***** ENTRIES PROVIDED *****
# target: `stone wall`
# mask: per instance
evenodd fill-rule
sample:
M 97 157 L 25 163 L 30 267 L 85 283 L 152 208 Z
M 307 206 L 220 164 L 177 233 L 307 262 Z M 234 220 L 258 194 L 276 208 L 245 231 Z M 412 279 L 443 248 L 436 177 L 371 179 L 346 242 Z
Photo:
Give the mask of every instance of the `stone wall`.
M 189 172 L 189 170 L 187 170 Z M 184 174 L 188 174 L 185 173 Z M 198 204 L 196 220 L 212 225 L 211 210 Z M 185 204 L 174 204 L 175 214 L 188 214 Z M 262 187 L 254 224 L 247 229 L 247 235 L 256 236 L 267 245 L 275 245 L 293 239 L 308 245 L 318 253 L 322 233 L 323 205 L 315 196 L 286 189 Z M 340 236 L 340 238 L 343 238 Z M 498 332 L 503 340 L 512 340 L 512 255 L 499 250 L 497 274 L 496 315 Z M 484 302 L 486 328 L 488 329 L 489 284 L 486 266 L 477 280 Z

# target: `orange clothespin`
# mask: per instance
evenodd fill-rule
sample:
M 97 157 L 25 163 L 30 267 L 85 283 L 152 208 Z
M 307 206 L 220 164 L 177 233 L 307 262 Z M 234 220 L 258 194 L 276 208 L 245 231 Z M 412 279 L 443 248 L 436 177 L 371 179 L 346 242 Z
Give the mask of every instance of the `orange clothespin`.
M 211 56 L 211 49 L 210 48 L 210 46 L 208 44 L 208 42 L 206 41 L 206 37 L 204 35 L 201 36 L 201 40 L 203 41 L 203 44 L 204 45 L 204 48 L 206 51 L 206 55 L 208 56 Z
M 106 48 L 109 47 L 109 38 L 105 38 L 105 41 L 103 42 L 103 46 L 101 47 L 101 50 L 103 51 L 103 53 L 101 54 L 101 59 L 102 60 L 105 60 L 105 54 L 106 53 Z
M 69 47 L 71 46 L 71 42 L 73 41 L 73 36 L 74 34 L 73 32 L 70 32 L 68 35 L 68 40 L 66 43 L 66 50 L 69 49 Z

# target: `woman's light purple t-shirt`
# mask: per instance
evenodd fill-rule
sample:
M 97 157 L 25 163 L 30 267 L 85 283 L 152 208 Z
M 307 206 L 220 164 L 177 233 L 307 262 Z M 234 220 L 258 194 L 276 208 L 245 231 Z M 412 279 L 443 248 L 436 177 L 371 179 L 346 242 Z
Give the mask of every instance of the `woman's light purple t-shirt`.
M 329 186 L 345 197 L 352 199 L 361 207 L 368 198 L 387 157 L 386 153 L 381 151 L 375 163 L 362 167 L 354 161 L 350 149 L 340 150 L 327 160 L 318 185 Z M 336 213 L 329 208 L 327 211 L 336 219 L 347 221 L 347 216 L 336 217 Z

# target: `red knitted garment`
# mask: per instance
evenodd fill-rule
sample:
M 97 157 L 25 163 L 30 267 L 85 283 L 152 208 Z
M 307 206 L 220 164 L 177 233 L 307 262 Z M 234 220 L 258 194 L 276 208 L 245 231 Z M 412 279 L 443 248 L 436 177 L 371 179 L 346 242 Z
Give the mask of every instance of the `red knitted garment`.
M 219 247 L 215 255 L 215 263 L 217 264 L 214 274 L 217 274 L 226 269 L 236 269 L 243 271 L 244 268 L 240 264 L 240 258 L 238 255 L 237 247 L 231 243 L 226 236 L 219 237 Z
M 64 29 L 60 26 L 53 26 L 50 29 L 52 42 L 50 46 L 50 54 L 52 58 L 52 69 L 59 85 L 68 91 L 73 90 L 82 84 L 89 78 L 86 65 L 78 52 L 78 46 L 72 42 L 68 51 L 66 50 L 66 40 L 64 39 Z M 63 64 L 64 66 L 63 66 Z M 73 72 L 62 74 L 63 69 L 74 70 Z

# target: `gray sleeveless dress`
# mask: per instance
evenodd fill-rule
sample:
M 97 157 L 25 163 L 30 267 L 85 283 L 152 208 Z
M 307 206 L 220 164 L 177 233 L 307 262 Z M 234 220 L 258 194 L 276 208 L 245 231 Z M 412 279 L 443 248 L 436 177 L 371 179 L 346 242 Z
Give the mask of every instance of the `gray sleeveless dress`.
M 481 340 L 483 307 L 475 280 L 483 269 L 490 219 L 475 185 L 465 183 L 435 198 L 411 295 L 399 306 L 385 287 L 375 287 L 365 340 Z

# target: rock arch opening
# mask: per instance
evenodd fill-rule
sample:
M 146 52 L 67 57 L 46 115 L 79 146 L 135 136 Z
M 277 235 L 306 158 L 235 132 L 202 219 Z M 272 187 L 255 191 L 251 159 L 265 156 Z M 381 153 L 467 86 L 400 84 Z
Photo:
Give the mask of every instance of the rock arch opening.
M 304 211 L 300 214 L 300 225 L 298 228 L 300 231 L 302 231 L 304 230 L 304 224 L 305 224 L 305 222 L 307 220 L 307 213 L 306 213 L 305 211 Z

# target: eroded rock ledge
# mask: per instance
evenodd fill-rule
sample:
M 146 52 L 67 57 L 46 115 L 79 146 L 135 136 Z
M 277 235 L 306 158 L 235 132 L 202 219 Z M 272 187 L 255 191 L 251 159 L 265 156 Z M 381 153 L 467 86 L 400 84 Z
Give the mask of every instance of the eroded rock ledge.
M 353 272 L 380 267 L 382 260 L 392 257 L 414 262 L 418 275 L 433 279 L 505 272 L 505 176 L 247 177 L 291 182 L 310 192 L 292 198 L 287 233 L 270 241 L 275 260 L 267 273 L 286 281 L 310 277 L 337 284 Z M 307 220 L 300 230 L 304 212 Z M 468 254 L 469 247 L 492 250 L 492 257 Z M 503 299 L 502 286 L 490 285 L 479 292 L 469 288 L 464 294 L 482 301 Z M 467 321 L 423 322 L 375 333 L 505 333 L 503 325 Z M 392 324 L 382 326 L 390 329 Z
*****
* PROBLEM TO WORK ON:
Rewrite the lines from the start of the records through the line that contains "M 329 186 L", changing "instance" to "occurrence" and leaving all else as it stands.

* TASK SOLUTION:
# target: `stone wall`
# mask: per occurrence
evenodd fill-rule
sample:
M 97 157 L 25 163 L 30 267 L 85 283 L 152 208 Z
M 307 206 L 220 164 L 177 233 L 307 262 Z M 234 220 L 258 194 L 276 208 L 245 231 Z M 412 279 L 443 248 L 436 177 L 371 179 L 346 242 Z
Photo:
Give the mask of every occurrence of the `stone wall`.
M 189 172 L 189 170 L 187 170 Z M 184 174 L 188 174 L 185 173 Z M 198 204 L 196 220 L 212 225 L 211 210 Z M 185 204 L 174 204 L 175 214 L 188 214 Z M 262 187 L 254 224 L 247 229 L 247 235 L 256 236 L 267 245 L 275 245 L 293 239 L 308 245 L 318 253 L 322 233 L 323 205 L 315 196 L 286 189 Z M 340 236 L 340 238 L 343 238 Z M 498 332 L 503 340 L 512 340 L 512 255 L 499 250 L 497 274 L 496 315 Z M 484 302 L 486 328 L 488 329 L 489 284 L 486 266 L 477 280 Z

# target: `orange clothespin`
# mask: per occurrence
evenodd fill-rule
sample:
M 97 157 L 25 163 L 30 267 L 85 283 L 152 208 Z
M 307 206 L 220 164 L 177 233 L 307 262 Z M 234 220 L 258 194 L 276 208 L 245 231 Z M 412 279 L 443 248 L 436 177 L 371 179 L 346 242 Z
Give the mask of every occurrence of the `orange clothespin`.
M 211 56 L 211 49 L 210 48 L 210 46 L 208 44 L 208 42 L 206 41 L 206 37 L 204 35 L 201 36 L 201 40 L 203 41 L 203 44 L 204 45 L 204 48 L 206 51 L 206 55 L 208 56 Z
M 106 48 L 109 47 L 109 38 L 105 38 L 105 41 L 103 42 L 103 46 L 101 47 L 101 50 L 103 51 L 103 53 L 101 54 L 101 59 L 102 60 L 105 60 L 105 54 L 106 53 Z
M 69 47 L 71 46 L 71 42 L 73 41 L 73 36 L 74 34 L 73 32 L 70 32 L 68 35 L 68 40 L 66 43 L 66 50 L 69 49 Z

# target: `woman's light purple t-shirt`
# mask: per occurrence
evenodd fill-rule
sample:
M 97 157 L 25 163 L 30 267 L 85 283 L 152 208 Z
M 307 206 L 220 164 L 177 233 L 307 262 Z M 234 220 L 258 194 L 276 208 L 245 231 Z M 412 279 L 443 248 L 436 177 L 371 179 L 346 242 Z
Give the mask of every occurrence of the `woman's light purple t-shirt`.
M 329 186 L 345 197 L 352 199 L 361 207 L 368 198 L 387 157 L 386 153 L 381 151 L 375 163 L 362 167 L 354 161 L 350 149 L 340 150 L 327 160 L 318 185 Z M 336 213 L 329 208 L 327 211 L 336 219 L 347 221 L 347 216 L 336 217 Z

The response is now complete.